==== Sezione del documento

Cenerentola, cotillons e gelosie: la fiaba come strumento di congruenza ed educazione emotiva


 “Possibile” dicevano “che questa stupida se ne stia seduta accanto a noi in salotto? Chi mangia deve guadagnarsi il pane; fuori da qui, sguattera!” Le portarono via i suoi begli abiti, le fecero mettere una vecchia casacca grigia e le infilarono un paio di zoccoli”.

Ho letto questo passo de “Cenerentola” dei Grimm insieme ad una mia cliente, la quale ha riportato in seduta un’interrogazione circa la sua posizione o ruolo familiare: “Perché mi devo sempre sentire la Cenerentola della situazione?”

========

> **Obiettivo dell'esercizio**:
Rispondi in base al brano su Cenerentola:
(a) Secondo il passo citato, che cosa le fecero indossare dopo averle portato via i begli abiti?
(b) Da quale versione di "Cenerentola" è tratto il passo?
(c) Quale domanda ha riportato in seduta la cliente?
Il materiale non serve per questo esercizio.

==== Dati forniti

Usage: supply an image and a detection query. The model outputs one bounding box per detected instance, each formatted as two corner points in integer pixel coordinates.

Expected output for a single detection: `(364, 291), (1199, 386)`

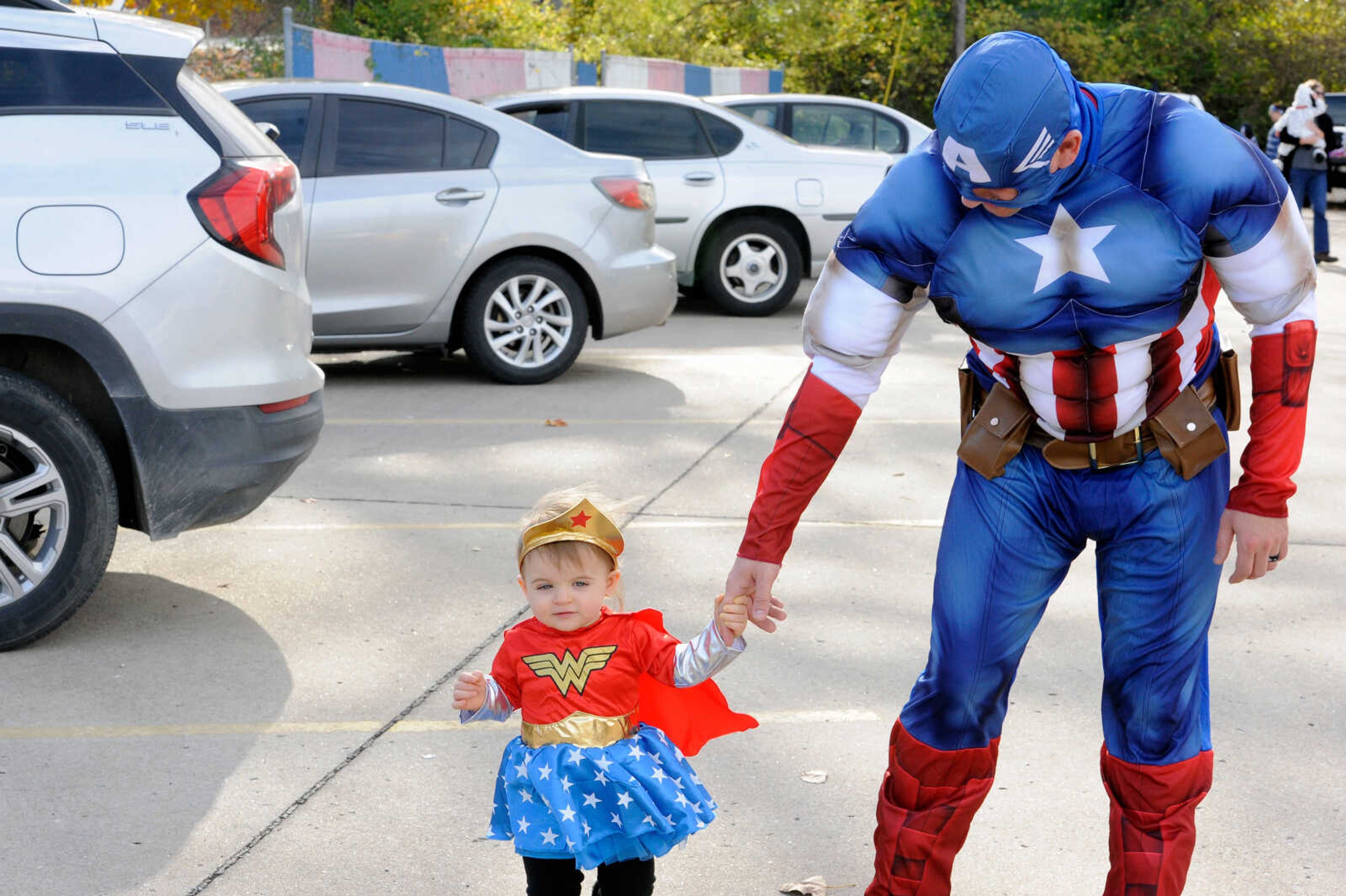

========

> **Soluzione**:
(a) Una vecchia casacca grigia e un paio di zoccoli.
(b) Da quella dei Grimm.
(c) "Perché mi devo sempre sentire la Cenerentola della situazione?"